- Given task A: Retype the passage of the album article from "Dave collaborated with" up to and including "Charlie Brown (1974)" with no changes.
- Given task B: Put the lines of the listing, from the line with "Target: green foliage" up to and including the last line of the listing, into a JSON list of strings, with one string per line and no blank lines. Include only those lines.

- Selected excerpt:
%%

Compilation album by Vince Guaraldi
- Released: June 15, 2007
- Recorded: 1972–1975
- Genres: Jazz; soundtrack;
- Length: 39:05
- Labels: D & D
- Producer: David Guaraldi

Vince Guaraldi chronology
| North Beach (2006) | Vince Guaraldi and the Lost Cues from the Charlie Brown Television Specials (2007) | Vince Guaraldi and the Lost Cues from the Charlie Brown Television Specials, Volume 2 (2008) |

= Vince Guaraldi and the Lost Cues from the Charlie Brown Television Specials =

Vince Guaraldi and the Lost Cues from the Charlie Brown Television Specials is a compilation soundtrack album by Vince Guaraldi released by D & D Records (Guaraldi’s label) in 2007. The album consists of select music cues featured on several Peanuts television specials produced between 1972 and 1975.

Professional ratings
Review scores
| Source | Rating |
| Five Cents Please | Star |

==Background==
In the mid-2000s, Dave Guaraldi discovered recordings from seven 1970s-era Peanuts television specials composed by his father, Vince Guaraldi. He curated select tracks to compile the first of two volumes of previously unreleased musical cues, sourced from his father's personal recording session reel-to-reel tapes.

Dave collaborated with sound engineer Michael Graves at Osiris Studio in Atlanta, Georgia, to restore and remaster the recordings for release.

The songs chosen for this volume were featured in the following Peanuts television specials:
- You're Not Elected, Charlie Brown (1972)
- There's No Time for Love, Charlie Brown (1973)
- A Charlie Brown Thanksgiving (1973)
- It's a Mystery, Charlie Brown (1974)
- You're a Good Sport, Charlie Brown (1975)

%%

- Entries provided:
%%

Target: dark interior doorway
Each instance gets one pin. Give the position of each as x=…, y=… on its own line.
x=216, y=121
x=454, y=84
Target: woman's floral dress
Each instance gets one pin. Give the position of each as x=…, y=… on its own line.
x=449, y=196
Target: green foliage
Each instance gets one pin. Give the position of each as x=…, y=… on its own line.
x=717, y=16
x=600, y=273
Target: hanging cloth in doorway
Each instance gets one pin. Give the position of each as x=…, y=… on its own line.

%%

- Full response A:
Dave collaborated with sound engineer Michael Graves at Osiris Studio in Atlanta, Georgia, to restore and remaster the recordings for release.

The songs chosen for this volume were featured in the following Peanuts television specials:
- You're Not Elected, Charlie Brown (1972)
- There's No Time for Love, Charlie Brown (1973)
- A Charlie Brown Thanksgiving (1973)
- It's a Mystery, Charlie Brown (1974)

- Full response B:
[
  "Target: green foliage",
  "Each instance gets one pin. Give the position of each as x=…, y=… on its own line.",
  "x=717, y=16",
  "x=600, y=273",
  "Target: hanging cloth in doorway",
  "Each instance gets one pin. Give the position of each as x=…, y=… on its own line."
]